### SOURCE TEXT
Friday, 5 November 2021

So you want to write a crime novel: Part 11: Pulling it all together

 

From the first minute you get that initial what if? moment, you spend the next few days playing about in your head with ideas. Why is this such fun? Because everything is new and nothing is off the table.

 In St Paul’s first letter to the Corinthians, he tells us about faith, hope and love and adds that the greatest of these is love. Borrowing from Paul’s example when you are writing any novel, there are three things that are key. Plot, setting and characters. But the greatest of these is characters. Most new crime writers do not realise this. They believe plot is everything but without characters in conflict, you do not have a book.

 The plot—see my May 2021 blog here —is simply the events that happen in your story. The setting can be wherever you want it to be, especially if you are writing a genre novel like a crime novel. You can set it in mediaeval times, Tudor times, the 1950s or on a space station. The elements of your story remain the same. Of course, the setting will affect everything to do with your characters. So if you are setting it on a space station in 2025, your characters will not behave in the same way as a group of ordinary people in, say, 1381.

### SOURCE EXCERPT

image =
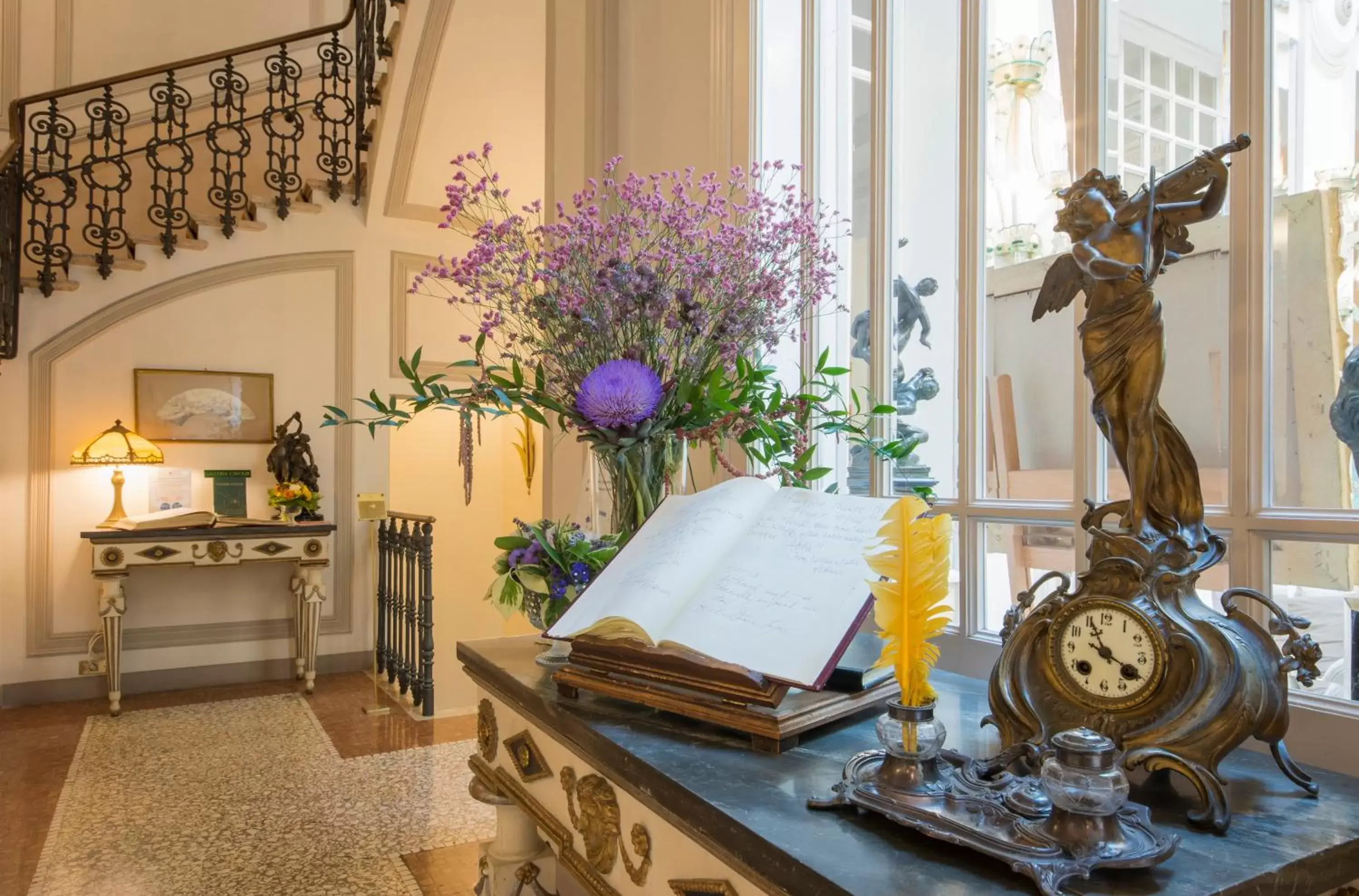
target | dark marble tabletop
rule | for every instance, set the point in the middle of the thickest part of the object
(749, 808)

### PROBLEM SET
1) Translate this sentence from the blog post on writing a crime novel into French: "The setting can be wherever you want it to be, especially if you are writing a genre novel like a crime novel."
2) List every setting offered as an example in the sentence of the blog post on writing a crime novel that begins "You can set it in".

### RESPONSES FOR EACH TASK
1) Le cadre peut être où vous le souhaitez, surtout si vous écrivez un roman de genre comme un roman policier.

2)
- Mediaeval times
- Tudor times
- The 1950s
- A space station